▶ [YOUR GOAL]: Write out every single entry exactly.

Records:

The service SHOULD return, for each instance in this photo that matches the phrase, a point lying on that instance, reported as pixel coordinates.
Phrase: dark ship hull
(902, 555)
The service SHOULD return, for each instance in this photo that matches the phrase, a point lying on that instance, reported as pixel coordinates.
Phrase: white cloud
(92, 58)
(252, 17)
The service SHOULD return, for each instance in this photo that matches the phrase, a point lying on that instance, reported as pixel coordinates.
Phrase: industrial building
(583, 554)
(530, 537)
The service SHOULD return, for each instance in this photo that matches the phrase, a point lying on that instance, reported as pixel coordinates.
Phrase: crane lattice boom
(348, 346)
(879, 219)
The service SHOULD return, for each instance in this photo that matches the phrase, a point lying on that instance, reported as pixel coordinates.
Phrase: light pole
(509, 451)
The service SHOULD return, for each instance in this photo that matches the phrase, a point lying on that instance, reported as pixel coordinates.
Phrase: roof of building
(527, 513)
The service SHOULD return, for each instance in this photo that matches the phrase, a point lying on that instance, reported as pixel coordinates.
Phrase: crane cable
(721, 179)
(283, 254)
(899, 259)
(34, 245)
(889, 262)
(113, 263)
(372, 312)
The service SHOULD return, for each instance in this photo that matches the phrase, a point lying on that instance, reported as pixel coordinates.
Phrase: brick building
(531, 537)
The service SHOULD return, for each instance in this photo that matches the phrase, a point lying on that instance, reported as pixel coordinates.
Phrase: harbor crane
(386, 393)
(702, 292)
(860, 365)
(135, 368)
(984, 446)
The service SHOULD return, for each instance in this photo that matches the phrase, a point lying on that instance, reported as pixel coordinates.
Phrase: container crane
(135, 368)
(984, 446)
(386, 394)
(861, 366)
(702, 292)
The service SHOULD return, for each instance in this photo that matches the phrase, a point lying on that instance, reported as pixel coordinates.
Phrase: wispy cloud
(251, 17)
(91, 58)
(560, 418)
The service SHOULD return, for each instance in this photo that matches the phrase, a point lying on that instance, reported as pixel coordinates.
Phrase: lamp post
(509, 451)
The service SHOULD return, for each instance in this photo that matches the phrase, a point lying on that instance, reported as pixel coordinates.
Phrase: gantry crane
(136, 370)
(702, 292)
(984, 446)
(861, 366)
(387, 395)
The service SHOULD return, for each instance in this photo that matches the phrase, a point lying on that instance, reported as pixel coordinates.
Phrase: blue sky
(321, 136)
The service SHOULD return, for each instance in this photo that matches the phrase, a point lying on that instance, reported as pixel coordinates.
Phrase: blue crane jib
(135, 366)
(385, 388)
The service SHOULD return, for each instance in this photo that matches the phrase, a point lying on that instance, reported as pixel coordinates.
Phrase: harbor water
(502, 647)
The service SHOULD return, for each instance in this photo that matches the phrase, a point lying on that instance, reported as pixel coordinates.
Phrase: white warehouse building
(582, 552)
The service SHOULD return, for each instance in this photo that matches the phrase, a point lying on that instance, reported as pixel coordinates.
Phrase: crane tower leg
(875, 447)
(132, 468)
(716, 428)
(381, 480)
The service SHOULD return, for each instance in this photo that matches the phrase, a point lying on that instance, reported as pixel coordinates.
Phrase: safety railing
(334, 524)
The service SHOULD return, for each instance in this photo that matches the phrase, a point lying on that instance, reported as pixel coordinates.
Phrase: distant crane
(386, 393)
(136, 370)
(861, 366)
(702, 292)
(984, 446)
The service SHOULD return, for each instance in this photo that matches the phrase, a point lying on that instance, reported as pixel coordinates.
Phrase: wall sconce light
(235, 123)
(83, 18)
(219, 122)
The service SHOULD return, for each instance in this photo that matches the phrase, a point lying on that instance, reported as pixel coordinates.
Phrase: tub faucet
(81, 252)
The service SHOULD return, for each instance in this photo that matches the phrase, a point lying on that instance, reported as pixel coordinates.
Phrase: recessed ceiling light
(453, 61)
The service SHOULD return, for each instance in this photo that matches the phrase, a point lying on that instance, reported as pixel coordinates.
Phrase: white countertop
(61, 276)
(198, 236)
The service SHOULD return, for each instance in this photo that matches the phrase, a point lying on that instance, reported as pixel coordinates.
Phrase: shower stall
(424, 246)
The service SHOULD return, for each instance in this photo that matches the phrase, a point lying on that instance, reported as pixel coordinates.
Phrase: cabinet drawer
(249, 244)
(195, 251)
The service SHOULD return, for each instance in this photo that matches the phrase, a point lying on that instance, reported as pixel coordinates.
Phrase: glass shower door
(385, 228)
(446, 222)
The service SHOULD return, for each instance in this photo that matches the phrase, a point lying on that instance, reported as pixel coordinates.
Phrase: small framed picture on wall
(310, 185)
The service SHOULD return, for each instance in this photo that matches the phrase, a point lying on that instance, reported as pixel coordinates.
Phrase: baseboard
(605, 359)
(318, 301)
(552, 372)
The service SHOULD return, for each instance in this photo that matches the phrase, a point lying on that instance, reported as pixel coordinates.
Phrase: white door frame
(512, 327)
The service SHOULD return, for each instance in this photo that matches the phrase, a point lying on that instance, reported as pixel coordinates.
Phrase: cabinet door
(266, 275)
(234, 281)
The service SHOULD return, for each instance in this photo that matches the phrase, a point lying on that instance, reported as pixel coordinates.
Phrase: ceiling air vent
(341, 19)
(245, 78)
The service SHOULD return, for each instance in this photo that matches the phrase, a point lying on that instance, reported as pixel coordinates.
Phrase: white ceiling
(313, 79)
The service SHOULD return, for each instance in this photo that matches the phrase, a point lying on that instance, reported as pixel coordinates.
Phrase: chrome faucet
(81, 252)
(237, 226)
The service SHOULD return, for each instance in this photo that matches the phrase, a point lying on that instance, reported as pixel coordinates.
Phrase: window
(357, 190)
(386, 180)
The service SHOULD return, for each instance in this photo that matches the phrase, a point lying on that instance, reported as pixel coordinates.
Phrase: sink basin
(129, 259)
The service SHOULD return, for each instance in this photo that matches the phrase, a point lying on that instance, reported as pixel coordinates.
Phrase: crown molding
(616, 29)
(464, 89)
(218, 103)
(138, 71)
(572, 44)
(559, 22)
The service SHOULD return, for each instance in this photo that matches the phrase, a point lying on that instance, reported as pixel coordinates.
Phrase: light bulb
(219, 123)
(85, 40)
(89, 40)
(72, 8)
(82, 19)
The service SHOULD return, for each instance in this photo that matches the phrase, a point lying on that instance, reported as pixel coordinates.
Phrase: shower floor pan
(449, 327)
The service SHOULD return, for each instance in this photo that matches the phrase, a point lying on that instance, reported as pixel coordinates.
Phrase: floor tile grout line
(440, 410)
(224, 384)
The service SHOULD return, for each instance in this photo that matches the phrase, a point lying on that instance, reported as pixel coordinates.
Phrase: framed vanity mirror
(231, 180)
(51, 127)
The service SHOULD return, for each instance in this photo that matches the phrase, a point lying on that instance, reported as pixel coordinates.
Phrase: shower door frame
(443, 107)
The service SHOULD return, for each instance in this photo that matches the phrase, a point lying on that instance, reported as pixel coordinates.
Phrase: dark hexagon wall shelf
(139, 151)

▶ [FULL OUTPUT]:
The service SHOULD return, for each instance in this photo that matches the phrase, a point lying on that instance, reported as pixel coordinates.
Phrase: dark ship hull
(902, 555)
The service SHOULD return, for each instance in this photo that matches the phrase, a point lying on that instance, reported as pixel coordinates.
Phrase: white cloud
(92, 58)
(252, 17)
The service SHOULD return, for each instance in this photo that matches the phrase, a point lying on that instance, reported as pixel coordinates.
Phrase: industrial building
(583, 554)
(530, 537)
The service SHOULD return, for each instance in this photo that matches the phrase, a point lying on that instance, reported as pixel coordinates.
Phrase: crane lattice boom
(348, 346)
(879, 219)
The service SHOULD return, for each instance in this photo that matches the phrase, a point lying on that instance, reported as pixel coordinates.
Phrase: light pole
(509, 451)
The service SHOULD return, for each instance in this photo that matches the phrase, a point lying on that instance, reported as pixel coordinates.
Phrase: roof of building
(527, 513)
The service SHOULD return, for each instance in this photo that matches the phrase, a point lying on that instance, reported as pixel coordinates.
Phrase: crane cable
(721, 179)
(283, 254)
(899, 259)
(34, 245)
(889, 262)
(113, 263)
(372, 312)
The service SHOULD return, for each instance in this photo that matches the phrase, a point lying on that instance, reported as pixel coordinates.
Phrase: brick building
(531, 537)
The service SHOULD return, for each instance in this photo that matches the phrase, a point lying on that instance, reported as pixel coordinates.
Phrase: harbor crane
(386, 393)
(702, 292)
(860, 365)
(135, 368)
(984, 446)
The service SHOULD return, for each instance in this photo that matches the phrase, a point lying on that instance, reported as pixel coordinates.
Phrase: container crane
(135, 368)
(984, 446)
(386, 394)
(861, 366)
(702, 292)
The service SHOULD return, for each instance in this photo that matches the phrase, a point lying on that instance, reported as pixel coordinates.
Phrase: wispy cloud
(251, 17)
(91, 58)
(560, 418)
The service SHOULD return, for each instance in this photo that matches the phrase, a point lying on that instance, reported as pixel coordinates.
Phrase: lamp post
(509, 451)
The service SHOULD return, for each instance in this photo that matches the phrase, a point lying on that instance, reported as pixel coordinates.
Phrase: gantry crane
(136, 370)
(702, 292)
(984, 446)
(861, 366)
(387, 395)
The service SHOULD return, for each instance in this photo that matches the phrase, a point lying on that instance, reported as pixel coordinates.
Phrase: blue sky
(321, 136)
The service SHOULD return, for each instance in this photo that matches the phrase, a point lying on that instance, reported as pixel coordinates.
Phrase: blue crane jib
(135, 366)
(385, 388)
The service SHOULD return, for each instance in this photo that matches the phrase, a point lying on that instance, reported as pixel coordinates.
Phrase: harbor water
(502, 647)
The service SHOULD return, for each instance in this photo that matches the phrase, a point lying on that instance, reported as pixel coordinates.
Phrase: white warehouse building
(582, 552)
The service SHOULD return, for each instance in this photo that matches the phrase, a point lying on that instance, reported as pixel coordinates.
Phrase: crane tower leg
(875, 447)
(132, 468)
(716, 428)
(381, 480)
The service SHOULD return, for each instance in this photo that matches the phrase, a point lying on that instance, reported as pixel coordinates.
Phrase: safety railing
(334, 524)
The service SHOULD return, for each instance in this photo that matches the phrase, a point lying on that instance, reported as pixel coordinates.
Phrase: distant crane
(386, 393)
(136, 370)
(861, 366)
(702, 292)
(984, 446)
The service SHOULD return, for each instance in this photo that matches the phrase, a point lying on that instance, reported as pixel coordinates.
Phrase: wall sconce light
(235, 123)
(83, 18)
(219, 122)
The service SHOULD return, for each instance in this photo that matches the phrase, a point lying on that instance, reported as pixel coordinates.
Phrase: tub faucet
(81, 252)
The service SHOULD return, for each instance in this photo that matches the phrase, a point lying on that instance, reported as pixel coordinates.
Phrase: recessed ceiling light
(453, 61)
The service SHOULD return, for each instance in this photo that matches the phrase, a point lying on that instance, reported as pixel coordinates.
Phrase: white countertop
(61, 276)
(198, 236)
The service SHOULD return, for each instance in this photo that matches the phrase, a point lying on that instance, reported as pixel coordinates.
Phrase: shower stall
(424, 246)
The service SHOULD return, for each instance in this photo that matches the phrase, a point lying on that instance, reported as pixel coordinates.
Phrase: cabinet drawer
(249, 244)
(195, 251)
The service SHOULD return, for each instance in this photo that matches the phrase, a point lying on that instance, reported as pixel coordinates.
Phrase: glass shower door
(385, 228)
(446, 222)
The service SHOULD return, for each instance in this photo that matches the phrase, a point lying on that instance, reported as pixel coordinates.
Phrase: small framed picture on wall
(310, 185)
The service SHOULD return, for each instance in this photo that matches the phrase, a point lying on that instance, reported as pixel coordinates.
Phrase: baseboard
(605, 359)
(318, 301)
(552, 372)
The service SHOULD return, for each instance in this photo that matches the phrase, a point lying on that instance, reported as pixel coordinates.
Phrase: white door frame
(512, 327)
The service SHOULD return, for each instance in this photo that matches the phrase, a point lying on that instance, reported as pixel coordinates.
Phrase: cabinet door
(266, 275)
(234, 281)
The service SHOULD return, for each instance in this photo that matches the phrase, a point lying on that instance, reported as pixel coordinates.
Phrase: ceiling air vent
(341, 19)
(245, 78)
The service SHOULD return, for each instance in this photo that matches the phrase, a point lying on that instance, reported as pixel coordinates.
Phrase: white ceiling
(313, 79)
The service SHOULD return, for each instance in this photo that matches the phrase, a point lying on that instance, reported as pixel coordinates.
Phrase: chrome faucet
(81, 252)
(237, 226)
The service SHOULD return, for each instance in this photo that matches the phrase, a point lying on that instance, reported as pixel coordinates.
Phrase: window
(357, 190)
(386, 180)
The service SHOULD return, for each instance in this photo that matches the phrase, a point lying on that instance, reported as pixel coordinates.
Phrase: sink basin
(129, 259)
The service SHOULD return, for each instance in this photo that matches the phrase, a point lying on that instance, reported as pixel coordinates.
Phrase: crown molding
(616, 29)
(464, 89)
(218, 103)
(138, 71)
(572, 44)
(559, 22)
The service SHOULD return, for each instance in this photo that matches the phrase, a point lying on that instance, reported as pixel coordinates.
Phrase: light bulb
(219, 123)
(85, 40)
(89, 40)
(72, 8)
(82, 19)
The service SHOULD return, for each instance in this photo that matches the phrase, a point lying on that instance, reported as pixel coordinates.
Phrase: shower floor pan
(449, 327)
The service SHOULD return, for each instance in this photo that matches the phrase, a point lying on that instance, reported as pixel coordinates.
Phrase: floor tile grout line
(440, 410)
(224, 384)
The service SHOULD return, for each instance in this photo that matches the phrase, a point lying on that instance, reported as pixel coordinates.
Phrase: framed vanity mirror
(231, 180)
(51, 127)
The service SHOULD return, for each instance in this photo that matches the phrase, a point lying on that instance, reported as pixel coordinates.
Phrase: shower door frame
(443, 107)
The service SHOULD return, for each instance in this photo that matches the phrase, a point lying on that instance, reported as pixel coordinates.
Phrase: dark hexagon wall shelf
(139, 151)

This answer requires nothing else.